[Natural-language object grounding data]
┌────────
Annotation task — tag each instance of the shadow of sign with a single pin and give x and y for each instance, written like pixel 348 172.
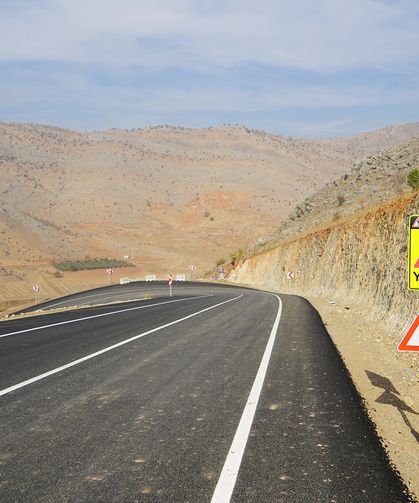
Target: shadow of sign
pixel 390 397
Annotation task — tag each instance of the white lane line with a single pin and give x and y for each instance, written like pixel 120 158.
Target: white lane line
pixel 77 298
pixel 100 315
pixel 109 348
pixel 227 481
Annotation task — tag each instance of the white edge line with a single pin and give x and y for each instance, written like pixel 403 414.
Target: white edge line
pixel 100 315
pixel 105 350
pixel 227 480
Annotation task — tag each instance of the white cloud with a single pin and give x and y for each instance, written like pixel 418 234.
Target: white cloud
pixel 321 36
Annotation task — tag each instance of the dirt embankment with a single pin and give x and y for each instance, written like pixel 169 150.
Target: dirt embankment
pixel 354 271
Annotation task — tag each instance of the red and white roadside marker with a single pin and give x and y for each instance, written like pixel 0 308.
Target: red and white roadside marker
pixel 170 283
pixel 410 341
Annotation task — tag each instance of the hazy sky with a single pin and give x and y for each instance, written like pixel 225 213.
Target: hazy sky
pixel 296 67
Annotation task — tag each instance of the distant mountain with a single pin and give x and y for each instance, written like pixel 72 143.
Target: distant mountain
pixel 164 196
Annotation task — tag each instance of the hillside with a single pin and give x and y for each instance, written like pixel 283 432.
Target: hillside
pixel 347 247
pixel 164 196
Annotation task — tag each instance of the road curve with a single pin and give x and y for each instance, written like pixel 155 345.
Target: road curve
pixel 142 401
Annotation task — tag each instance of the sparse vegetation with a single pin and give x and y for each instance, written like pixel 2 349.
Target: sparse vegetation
pixel 413 179
pixel 220 261
pixel 81 265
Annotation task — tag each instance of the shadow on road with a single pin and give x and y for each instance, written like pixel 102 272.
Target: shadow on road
pixel 390 397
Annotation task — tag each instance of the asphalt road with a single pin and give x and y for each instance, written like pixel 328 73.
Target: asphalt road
pixel 199 397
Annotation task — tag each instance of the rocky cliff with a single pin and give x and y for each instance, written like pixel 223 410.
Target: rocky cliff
pixel 348 241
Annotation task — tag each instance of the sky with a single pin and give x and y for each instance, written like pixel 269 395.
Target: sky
pixel 307 68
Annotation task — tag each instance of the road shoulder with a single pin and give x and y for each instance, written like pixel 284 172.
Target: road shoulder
pixel 387 380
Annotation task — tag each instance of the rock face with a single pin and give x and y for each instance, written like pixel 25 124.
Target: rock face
pixel 353 249
pixel 164 194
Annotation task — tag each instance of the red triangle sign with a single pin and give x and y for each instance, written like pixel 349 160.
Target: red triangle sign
pixel 410 341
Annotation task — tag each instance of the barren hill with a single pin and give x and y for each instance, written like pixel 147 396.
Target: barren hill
pixel 347 247
pixel 164 196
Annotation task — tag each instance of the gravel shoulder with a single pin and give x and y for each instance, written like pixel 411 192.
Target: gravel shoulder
pixel 387 380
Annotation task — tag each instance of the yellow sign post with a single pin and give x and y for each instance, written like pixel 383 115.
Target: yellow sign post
pixel 414 252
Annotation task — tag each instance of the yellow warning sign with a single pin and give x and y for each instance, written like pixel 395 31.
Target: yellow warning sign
pixel 414 252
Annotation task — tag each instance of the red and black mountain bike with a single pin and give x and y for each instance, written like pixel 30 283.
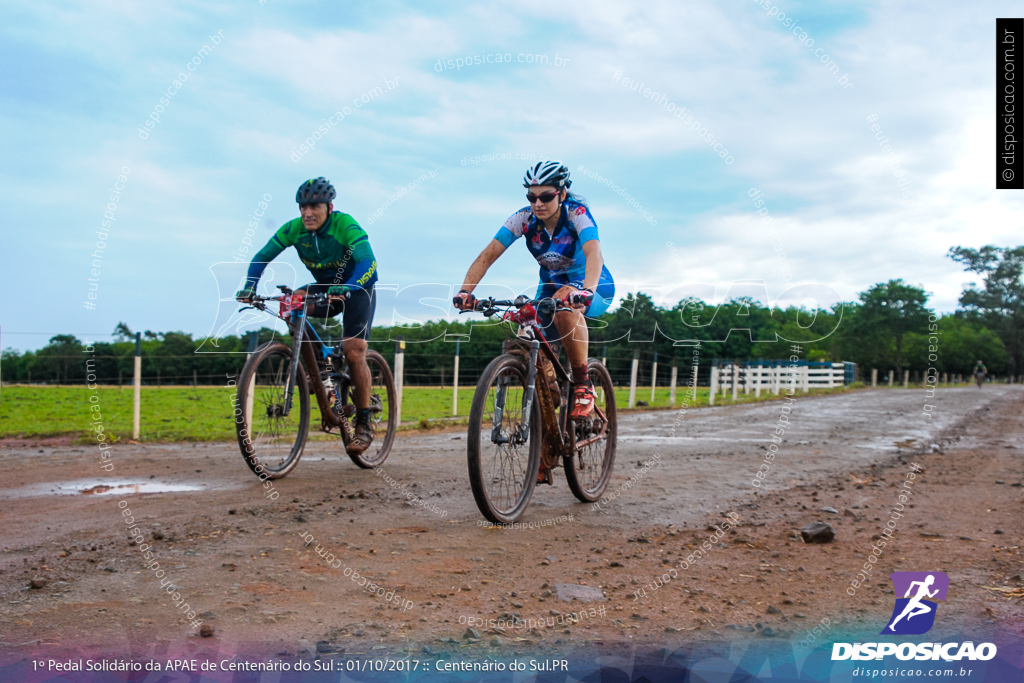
└────────
Every line above should be copied exactly; do not carry over the pictures.

## RESULT FOR THIS TASK
Annotation task — tag each instance of the shadow of sign with a single pin and give x and y for each instance, written like pixel 348 172.
Target: shadow of sign
pixel 390 397
Annotation task — tag each instance of the white lane line with a single pin and give x and y for each instance, written like pixel 120 158.
Target: white lane line
pixel 77 298
pixel 100 315
pixel 109 348
pixel 227 481
Annotation task — tag each instance of the white edge line with a single pin and give x and y for each instance, written like pixel 403 414.
Target: white edge line
pixel 100 315
pixel 105 350
pixel 227 480
Annotation task — tag each instance of the white cloud with a single pin and give x and y for each instance, written like pixel 418 234.
Target: white cloud
pixel 321 36
Annotation task — tag each instance of the dirt embankment with a single pin and give x and y for each instance, written like pixel 169 150.
Target: dirt embankment
pixel 354 271
Annotation task — tag each instance of the red and white roadside marker with a single pin and give x and y for each instance, written like pixel 0 308.
Target: red and white roadside marker
pixel 170 283
pixel 410 341
Annotation task — tag each instance of the hazy sky with a single pin and give x and y for each instance, written like pixel 225 213.
Target: hazy sky
pixel 296 67
Annotation task — tag each instance of the distant mountain with a single pin and give x and y for each instance, written like pixel 72 143.
Target: distant mountain
pixel 164 196
Annotation task — tag each instance of the hillside with a single pin and give x and y for each instance, written like pixel 283 432.
Target: hillside
pixel 347 247
pixel 164 196
Annotation task — tag each instance of the road curve with a single pin and give x and y for each instance, written like pixel 155 345.
Target: road curve
pixel 142 401
Annotation task — tag each instance of the sparse vegetation with a single pin and give x and y for each instance, written like pixel 2 349.
Target: sparse vegetation
pixel 413 179
pixel 220 261
pixel 81 265
Annotation task — tag each instance of the shadow on road with a single pin and give x and y for each instance, written like pixel 102 272.
Target: shadow on road
pixel 390 397
Annotation task — tag each instance of the asphalt road with a single pin and give x and y for each instance, written like pixel 328 73.
Target: asphalt road
pixel 199 397
Annotation task — tag each instance of the rocky cliff with a single pin and give x and y for each instance, written like pixel 223 410.
Target: rocky cliff
pixel 348 241
Annotation task — tag each instance of the sky with a single pin and give x and y for each instance, written like pixel 269 395.
Target: sky
pixel 307 68
Annotation task — tag each instance of the road shoulder with a single pin and give x and y for each instance, written like pixel 284 172.
Target: road shoulder
pixel 387 380
Annotation task — tag each instance of the rock face with a single pin and give x and y for each instance, written like pixel 25 124.
Target: rock face
pixel 353 249
pixel 164 194
Annotation task — tag each instance of the red triangle sign with a single pin and give x and y for each instance, written like pixel 349 160.
Target: red triangle sign
pixel 410 341
Annotation task — tag each instance of the barren hill with a single pin and give x and y for each instance, written like pixel 147 396.
Target: barren hill
pixel 347 247
pixel 164 196
Annotation task — tag each instance of the gravel shoulder with a single pin and give x and y for each instance, written like pixel 411 192.
Target: gravel shoulder
pixel 387 380
Annotation task — tag each instance of the yellow sign post with a single pin and give x and y for each instance, written like pixel 383 115.
Target: yellow sign post
pixel 414 252
Annotation task — tag each instance of the yellow warning sign with a single pin and give x and y for each instance, written like pixel 395 31.
Target: yellow warning sign
pixel 414 252
Annotation task — tag each instance of the red and black mountain bike with a single pin and give x and y for each instance, written like pixel 30 283.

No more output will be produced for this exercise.